TEXTE
• • • • • • •

7. Certes, ne pas voter aux élections ne suffit absolument pas. Mais c’est un acte symbolique de haute importance, un premier pas fondamental pour envisager une autre façon de faire la politique. Parce que les élections ne sont finalement pas une simple procédure de légitimation d’un pouvoir gouvernemental. Au fond, ou plutôt au-dessus, se trouve un imaginaire politique qui, au nom de l’égalité politique de tous, divise hypocritement les membres d’une société entre ceux qui sont disposés à gouverner et ceux qui sont disposés à être gouvernés, et ce, à jamais.
Aucune politique alternative ne pourrait être mise en place sans la contestation claire de cette division fondamentale sur laquelle est fondée la politique établie/instituée, sans la contestation de la bureaucratisation et de la hiérarchie des valeurs suprêmes du régime politique en place et de la société tout entière. La manière la plus aliénante pour faire aujourd’hui – surtout aujourd’hui – la politique est de participer à la politique établie/instituée. Je l’affirme, avec toute ma conviction, que la façon la plus aliénante de se référer actuellement à la politique est de voter.

• • • • • • •

DONNÉES DE L'EXERCICE
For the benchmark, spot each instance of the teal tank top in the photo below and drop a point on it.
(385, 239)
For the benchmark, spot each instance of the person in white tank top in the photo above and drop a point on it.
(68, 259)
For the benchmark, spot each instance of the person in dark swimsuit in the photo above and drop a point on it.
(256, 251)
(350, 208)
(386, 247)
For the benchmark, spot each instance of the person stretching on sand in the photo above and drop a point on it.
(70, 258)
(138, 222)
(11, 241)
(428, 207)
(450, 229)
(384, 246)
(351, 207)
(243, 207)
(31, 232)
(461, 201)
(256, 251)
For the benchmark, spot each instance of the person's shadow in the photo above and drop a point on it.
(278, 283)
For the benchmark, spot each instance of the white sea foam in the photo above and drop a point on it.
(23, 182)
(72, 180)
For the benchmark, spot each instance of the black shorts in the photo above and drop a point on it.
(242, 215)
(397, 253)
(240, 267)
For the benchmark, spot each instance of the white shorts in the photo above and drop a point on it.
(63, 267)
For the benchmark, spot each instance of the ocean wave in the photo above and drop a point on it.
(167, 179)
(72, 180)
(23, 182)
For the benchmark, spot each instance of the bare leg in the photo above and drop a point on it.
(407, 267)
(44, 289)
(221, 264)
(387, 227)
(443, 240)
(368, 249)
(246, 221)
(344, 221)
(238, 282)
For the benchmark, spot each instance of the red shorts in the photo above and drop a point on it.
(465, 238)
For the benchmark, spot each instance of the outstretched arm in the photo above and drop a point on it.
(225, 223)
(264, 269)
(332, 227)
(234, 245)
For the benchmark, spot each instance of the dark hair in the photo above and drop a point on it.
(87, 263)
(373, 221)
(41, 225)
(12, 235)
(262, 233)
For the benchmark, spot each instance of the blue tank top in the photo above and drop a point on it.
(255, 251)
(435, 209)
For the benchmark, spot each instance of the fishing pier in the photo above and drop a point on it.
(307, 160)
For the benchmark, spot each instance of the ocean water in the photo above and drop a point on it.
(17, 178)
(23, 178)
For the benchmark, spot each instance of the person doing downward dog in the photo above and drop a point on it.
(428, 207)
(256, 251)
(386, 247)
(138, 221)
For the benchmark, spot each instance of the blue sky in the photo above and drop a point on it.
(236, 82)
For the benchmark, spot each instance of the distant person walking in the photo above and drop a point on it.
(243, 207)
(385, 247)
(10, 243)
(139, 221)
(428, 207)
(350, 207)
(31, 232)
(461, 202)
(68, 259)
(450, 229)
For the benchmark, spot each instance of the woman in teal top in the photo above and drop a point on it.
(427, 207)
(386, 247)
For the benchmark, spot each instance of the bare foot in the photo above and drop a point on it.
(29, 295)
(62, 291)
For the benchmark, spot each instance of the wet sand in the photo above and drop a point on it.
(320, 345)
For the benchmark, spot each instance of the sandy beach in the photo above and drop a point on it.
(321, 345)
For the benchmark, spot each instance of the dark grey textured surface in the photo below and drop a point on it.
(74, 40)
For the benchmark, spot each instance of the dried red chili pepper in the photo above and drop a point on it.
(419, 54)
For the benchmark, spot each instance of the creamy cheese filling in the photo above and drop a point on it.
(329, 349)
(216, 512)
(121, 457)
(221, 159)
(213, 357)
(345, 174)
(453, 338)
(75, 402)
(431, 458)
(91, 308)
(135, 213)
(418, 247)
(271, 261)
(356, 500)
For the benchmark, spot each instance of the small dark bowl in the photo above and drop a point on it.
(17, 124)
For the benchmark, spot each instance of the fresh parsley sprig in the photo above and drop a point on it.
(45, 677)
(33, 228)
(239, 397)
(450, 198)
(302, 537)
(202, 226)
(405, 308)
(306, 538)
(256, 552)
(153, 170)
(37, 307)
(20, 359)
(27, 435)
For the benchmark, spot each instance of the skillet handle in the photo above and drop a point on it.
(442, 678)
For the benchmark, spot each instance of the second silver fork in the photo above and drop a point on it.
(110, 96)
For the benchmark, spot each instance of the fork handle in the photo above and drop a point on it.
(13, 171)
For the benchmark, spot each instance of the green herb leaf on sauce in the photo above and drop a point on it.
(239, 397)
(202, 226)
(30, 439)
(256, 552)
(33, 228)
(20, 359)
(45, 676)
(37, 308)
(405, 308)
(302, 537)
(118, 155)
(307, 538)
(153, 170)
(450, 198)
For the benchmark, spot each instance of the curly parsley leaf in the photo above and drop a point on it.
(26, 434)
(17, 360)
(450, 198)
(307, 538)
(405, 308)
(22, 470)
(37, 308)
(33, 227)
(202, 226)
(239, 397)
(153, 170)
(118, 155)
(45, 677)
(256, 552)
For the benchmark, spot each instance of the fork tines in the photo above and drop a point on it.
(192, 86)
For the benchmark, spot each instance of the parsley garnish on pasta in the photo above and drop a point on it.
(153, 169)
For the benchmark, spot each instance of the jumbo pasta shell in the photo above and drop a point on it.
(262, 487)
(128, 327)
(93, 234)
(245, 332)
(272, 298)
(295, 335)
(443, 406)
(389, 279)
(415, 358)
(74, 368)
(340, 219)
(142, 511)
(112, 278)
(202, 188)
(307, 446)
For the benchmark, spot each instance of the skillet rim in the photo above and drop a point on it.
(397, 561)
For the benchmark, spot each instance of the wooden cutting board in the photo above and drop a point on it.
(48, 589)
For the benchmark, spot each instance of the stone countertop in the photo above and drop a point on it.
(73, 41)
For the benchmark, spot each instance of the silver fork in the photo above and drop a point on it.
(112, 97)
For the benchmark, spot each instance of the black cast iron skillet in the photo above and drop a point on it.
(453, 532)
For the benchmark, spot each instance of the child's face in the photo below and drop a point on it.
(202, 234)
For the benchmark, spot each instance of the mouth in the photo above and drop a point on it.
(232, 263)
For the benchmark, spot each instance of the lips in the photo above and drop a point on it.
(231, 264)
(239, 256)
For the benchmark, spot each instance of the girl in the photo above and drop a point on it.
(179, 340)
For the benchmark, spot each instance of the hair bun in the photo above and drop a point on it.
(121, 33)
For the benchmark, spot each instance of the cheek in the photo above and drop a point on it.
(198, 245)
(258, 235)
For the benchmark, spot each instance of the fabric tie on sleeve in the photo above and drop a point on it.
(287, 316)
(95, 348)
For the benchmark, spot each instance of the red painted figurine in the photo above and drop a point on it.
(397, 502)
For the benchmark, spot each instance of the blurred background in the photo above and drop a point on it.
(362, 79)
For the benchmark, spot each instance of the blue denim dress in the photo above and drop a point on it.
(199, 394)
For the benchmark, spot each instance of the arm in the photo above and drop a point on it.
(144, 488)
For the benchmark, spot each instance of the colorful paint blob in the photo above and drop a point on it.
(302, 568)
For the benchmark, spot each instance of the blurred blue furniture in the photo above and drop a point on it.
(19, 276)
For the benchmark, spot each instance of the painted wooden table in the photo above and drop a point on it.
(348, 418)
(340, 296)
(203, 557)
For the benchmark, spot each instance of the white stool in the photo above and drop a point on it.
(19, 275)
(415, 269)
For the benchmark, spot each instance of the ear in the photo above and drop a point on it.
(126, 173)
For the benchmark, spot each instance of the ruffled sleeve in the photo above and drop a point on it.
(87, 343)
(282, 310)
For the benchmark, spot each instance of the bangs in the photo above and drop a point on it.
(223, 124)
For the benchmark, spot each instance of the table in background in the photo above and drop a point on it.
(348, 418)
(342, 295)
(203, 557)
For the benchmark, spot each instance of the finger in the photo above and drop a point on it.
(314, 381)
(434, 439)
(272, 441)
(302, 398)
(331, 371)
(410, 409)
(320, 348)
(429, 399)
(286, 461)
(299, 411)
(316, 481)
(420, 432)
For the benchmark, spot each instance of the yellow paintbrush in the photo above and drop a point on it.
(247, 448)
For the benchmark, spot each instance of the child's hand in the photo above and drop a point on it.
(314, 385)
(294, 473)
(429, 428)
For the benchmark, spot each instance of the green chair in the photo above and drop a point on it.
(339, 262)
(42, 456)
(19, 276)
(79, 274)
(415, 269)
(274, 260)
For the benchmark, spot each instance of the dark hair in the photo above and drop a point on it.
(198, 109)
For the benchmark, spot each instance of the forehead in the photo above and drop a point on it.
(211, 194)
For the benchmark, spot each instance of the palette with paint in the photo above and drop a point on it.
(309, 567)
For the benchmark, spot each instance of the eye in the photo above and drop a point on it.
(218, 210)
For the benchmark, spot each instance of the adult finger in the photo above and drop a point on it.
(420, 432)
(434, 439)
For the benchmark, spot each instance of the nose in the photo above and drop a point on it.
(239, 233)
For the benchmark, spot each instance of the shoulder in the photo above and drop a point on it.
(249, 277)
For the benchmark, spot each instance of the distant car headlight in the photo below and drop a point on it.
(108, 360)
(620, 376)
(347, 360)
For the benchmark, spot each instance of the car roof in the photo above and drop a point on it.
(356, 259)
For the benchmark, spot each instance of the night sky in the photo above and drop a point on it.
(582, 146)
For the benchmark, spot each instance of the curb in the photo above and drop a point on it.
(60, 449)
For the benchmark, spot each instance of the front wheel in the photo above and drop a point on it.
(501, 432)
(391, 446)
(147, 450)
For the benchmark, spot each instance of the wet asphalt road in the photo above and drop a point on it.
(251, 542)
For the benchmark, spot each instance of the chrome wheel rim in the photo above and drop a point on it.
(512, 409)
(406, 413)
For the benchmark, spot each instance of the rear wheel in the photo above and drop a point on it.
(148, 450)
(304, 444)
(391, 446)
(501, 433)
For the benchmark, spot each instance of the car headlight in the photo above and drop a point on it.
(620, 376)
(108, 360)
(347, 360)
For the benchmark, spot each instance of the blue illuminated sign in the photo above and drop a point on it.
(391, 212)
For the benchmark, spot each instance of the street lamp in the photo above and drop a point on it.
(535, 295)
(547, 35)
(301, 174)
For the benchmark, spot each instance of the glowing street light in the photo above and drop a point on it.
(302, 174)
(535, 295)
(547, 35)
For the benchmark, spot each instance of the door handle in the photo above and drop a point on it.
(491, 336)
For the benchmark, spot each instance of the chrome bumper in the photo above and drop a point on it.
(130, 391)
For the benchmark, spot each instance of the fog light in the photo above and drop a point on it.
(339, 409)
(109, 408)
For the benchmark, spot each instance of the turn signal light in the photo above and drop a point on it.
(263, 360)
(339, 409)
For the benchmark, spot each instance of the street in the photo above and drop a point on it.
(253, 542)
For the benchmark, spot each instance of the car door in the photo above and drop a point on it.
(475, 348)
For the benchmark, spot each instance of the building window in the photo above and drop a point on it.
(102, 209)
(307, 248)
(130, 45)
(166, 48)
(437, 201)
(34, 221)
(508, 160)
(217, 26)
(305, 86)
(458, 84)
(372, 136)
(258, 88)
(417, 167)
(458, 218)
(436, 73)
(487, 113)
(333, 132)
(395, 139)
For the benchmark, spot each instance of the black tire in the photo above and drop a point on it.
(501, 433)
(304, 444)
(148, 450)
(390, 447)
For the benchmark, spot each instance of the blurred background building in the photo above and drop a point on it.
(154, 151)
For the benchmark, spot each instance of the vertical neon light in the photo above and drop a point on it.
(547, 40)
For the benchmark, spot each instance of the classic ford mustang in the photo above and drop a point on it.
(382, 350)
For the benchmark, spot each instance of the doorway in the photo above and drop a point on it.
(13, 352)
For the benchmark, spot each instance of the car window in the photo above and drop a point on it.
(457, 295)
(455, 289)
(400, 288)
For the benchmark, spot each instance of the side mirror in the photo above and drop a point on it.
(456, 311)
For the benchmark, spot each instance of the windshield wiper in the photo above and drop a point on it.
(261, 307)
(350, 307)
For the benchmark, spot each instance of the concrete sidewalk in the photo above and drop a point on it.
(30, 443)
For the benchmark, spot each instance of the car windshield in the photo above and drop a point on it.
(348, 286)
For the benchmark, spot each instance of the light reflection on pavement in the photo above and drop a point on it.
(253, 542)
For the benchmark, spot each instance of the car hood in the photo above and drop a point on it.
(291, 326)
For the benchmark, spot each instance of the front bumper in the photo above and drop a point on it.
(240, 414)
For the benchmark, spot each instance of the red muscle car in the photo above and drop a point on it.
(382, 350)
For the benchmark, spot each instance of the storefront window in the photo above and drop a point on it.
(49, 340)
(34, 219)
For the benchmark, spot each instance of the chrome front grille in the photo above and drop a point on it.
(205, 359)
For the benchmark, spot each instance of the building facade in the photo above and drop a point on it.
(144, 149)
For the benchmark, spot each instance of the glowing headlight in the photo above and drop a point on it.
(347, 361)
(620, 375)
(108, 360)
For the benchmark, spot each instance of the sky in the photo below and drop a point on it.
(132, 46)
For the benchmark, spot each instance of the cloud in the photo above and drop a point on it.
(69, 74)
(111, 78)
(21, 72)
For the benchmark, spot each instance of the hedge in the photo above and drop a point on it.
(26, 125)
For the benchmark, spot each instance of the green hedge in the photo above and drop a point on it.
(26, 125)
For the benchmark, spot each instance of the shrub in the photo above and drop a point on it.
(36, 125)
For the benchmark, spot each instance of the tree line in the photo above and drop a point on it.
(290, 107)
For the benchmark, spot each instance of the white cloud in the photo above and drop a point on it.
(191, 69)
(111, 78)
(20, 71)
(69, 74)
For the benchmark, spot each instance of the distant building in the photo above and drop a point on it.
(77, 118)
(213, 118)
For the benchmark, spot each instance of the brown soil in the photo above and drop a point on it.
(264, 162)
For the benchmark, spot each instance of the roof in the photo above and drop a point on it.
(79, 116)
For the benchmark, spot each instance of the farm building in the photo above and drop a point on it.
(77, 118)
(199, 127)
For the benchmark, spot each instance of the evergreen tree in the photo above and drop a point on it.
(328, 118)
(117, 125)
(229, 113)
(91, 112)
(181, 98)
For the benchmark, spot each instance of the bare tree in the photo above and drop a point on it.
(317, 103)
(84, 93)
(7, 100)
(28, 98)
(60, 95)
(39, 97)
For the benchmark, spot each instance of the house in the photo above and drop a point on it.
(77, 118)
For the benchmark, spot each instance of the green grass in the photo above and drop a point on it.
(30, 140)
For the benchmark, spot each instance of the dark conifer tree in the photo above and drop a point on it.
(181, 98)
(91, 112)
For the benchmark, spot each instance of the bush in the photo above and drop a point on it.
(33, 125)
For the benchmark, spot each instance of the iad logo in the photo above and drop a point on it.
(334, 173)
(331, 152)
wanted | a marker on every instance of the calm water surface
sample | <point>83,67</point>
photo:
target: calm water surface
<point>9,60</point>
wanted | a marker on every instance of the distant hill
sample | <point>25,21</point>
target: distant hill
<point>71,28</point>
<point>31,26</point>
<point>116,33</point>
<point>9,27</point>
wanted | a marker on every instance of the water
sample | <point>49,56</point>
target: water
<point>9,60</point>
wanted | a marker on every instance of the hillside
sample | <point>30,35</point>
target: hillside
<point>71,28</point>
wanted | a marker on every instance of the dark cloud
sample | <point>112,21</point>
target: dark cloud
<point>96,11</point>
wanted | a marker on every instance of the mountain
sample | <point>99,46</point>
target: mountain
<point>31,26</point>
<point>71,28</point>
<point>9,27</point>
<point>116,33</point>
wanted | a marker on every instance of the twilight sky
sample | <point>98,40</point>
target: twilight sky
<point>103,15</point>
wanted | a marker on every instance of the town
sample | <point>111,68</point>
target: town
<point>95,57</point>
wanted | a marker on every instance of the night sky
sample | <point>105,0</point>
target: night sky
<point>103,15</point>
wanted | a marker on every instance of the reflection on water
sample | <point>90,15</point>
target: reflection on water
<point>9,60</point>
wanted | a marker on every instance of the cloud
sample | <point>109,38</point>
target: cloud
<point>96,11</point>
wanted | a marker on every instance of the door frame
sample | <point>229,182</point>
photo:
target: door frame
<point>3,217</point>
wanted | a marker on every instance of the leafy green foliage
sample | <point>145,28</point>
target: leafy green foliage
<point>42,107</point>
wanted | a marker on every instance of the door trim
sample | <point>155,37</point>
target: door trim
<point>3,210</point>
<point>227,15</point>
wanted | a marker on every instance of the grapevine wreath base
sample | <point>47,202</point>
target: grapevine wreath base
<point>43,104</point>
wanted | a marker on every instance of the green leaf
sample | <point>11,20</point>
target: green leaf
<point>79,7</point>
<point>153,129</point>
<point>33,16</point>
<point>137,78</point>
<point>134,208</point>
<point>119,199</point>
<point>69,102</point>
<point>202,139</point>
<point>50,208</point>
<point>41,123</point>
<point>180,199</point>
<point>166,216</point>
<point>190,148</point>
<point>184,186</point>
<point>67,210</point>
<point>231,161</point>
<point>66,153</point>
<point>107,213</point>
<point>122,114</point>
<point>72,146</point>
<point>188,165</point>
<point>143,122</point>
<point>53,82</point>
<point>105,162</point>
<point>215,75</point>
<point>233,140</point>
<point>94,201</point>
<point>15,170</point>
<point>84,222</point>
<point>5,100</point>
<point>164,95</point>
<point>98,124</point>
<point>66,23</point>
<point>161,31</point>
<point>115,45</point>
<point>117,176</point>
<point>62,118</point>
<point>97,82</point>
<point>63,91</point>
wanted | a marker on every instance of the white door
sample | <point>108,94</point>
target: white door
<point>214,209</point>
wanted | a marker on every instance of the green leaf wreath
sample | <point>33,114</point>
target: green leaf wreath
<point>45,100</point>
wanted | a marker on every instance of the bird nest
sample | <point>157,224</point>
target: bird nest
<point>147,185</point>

• • • • • • •

CONSIGNES DE L'EXERCICE
1. Résumez en deux phrases le texte sur l'abstention électorale.
2. Extrayez de la liste chaque ligne contenant la chaîne « mountain », en tenant compte de la casse.

RÉPONSES PAR TÂCHE
1. Ne pas voter ne suffit pas, mais c'est un acte symbolique important et un premier pas vers une autre façon de faire la politique. En effet, les élections reposent sur un imaginaire qui divise la société entre gouvernants et gouvernés, et aucune politique alternative n'est possible sans contester cette division, voter étant aujourd'hui la manière la plus aliénante de se référer à la politique.

2.
wanted | a marker on every instance of the mountain
target: mountain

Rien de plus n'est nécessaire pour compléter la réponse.